C’était en vérité, pour reprendre le titre du roman de son ami David Lodge, mort le 1er janvier 2025, Un tout petit monde ( traduit par Maurice et Yvonne Couturier ). Notons que mis à part Greimas, aucun de ces brillants intellectuels n’était linguiste de profession. Impasse totale sur N.Chomsky, J.A. Fodor, W.V.O.Quine. La thèse consacrée aux romans du Russe blanc émigré aux Etats-Unis obtint la mention « Très Honorable avec félicitations du jury à l’unanimité. » On connait la suite : Barthes fit sa leçon inaugurale au Collège de France le 7 janvier 1977. Il mourut en 1980, Foucault mourut en 1984. Les années 90 seraient celles du cognitivisme, de l’ordinateur, de la philosophie analytique. Les recherches en psychologie allaient presque doubler celles de la psychiatrie. La linguistique est aussi une discipline scientifique.
Maurice Couturier, Maître de Conférences à Nice, continua son escalade respectueuse du massif Nabokov, éclairé par des best-sellers parfois inattendus, mais d’une richesse poétique et d’une créativité exceptionnelles. Une question se pose alors : ayant mis à distance les outils usés de la nouvelle critique, il fallait une autre méthode d’approche des textes littéraires. Suivant les tendances ultérieures, il fréquenta le post-modernisme, plus ludique et détendu, s’approchant d’écrivains du XVIIIe siècle, Laurence Sterne, Henry Fielding, Denis Diderot. Surtout à l’égard de Nabokov, il privilégia une approche poétique : « L’exigence poétique. »

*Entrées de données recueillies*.
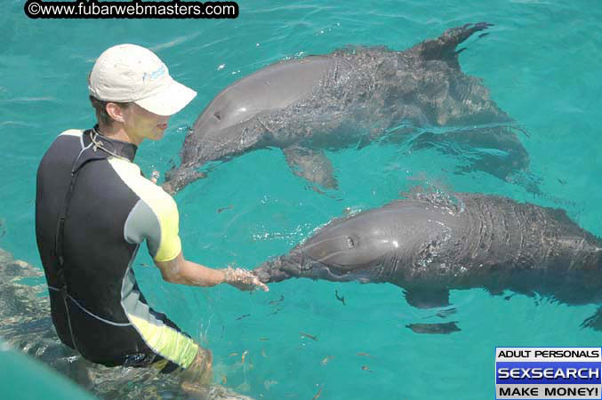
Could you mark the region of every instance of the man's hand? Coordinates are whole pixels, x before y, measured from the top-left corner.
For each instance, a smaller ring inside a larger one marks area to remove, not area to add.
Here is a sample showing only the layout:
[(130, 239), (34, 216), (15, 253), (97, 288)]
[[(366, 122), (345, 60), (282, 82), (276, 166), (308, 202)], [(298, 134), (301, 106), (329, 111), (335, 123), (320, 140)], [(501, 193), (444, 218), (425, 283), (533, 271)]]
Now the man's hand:
[(263, 292), (269, 292), (268, 286), (259, 280), (251, 271), (242, 268), (228, 267), (224, 269), (224, 282), (241, 291), (253, 291), (260, 288)]

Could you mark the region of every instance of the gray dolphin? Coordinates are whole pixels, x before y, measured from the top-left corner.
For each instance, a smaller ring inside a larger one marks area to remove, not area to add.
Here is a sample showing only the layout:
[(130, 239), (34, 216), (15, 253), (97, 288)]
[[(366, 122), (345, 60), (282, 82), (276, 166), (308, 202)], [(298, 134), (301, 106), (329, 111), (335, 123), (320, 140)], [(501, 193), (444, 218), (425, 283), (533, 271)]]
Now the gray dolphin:
[(456, 49), (490, 26), (447, 29), (404, 52), (357, 47), (284, 60), (244, 77), (197, 119), (181, 164), (167, 172), (164, 188), (173, 193), (205, 176), (197, 168), (210, 161), (279, 148), (295, 174), (333, 188), (337, 182), (325, 149), (362, 147), (377, 138), (407, 140), (417, 132), (422, 134), (416, 148), (442, 148), (437, 143), (451, 140), (485, 149), (469, 168), (505, 179), (526, 168), (528, 155), (512, 119), (482, 81), (462, 72), (463, 49)]
[[(449, 304), (449, 291), (485, 288), (602, 301), (602, 240), (559, 209), (509, 198), (417, 195), (334, 220), (288, 254), (254, 269), (291, 277), (388, 282), (418, 308)], [(598, 317), (586, 326), (601, 327)]]

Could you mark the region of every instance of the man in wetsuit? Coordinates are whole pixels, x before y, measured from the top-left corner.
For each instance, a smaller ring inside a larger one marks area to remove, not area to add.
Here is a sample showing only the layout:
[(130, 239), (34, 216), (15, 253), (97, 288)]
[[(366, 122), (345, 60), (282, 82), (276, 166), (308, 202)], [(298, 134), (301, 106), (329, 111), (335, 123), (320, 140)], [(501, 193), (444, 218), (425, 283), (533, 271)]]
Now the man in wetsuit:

*À vous*.
D'après le texte sur Maurice Couturier, à quelle date Barthes fit-il sa leçon inaugurale au Collège de France ? Ces lignes sont tirées d'une autre source.

*Corrigé de l'exercice*.
Le 7 janvier 1977.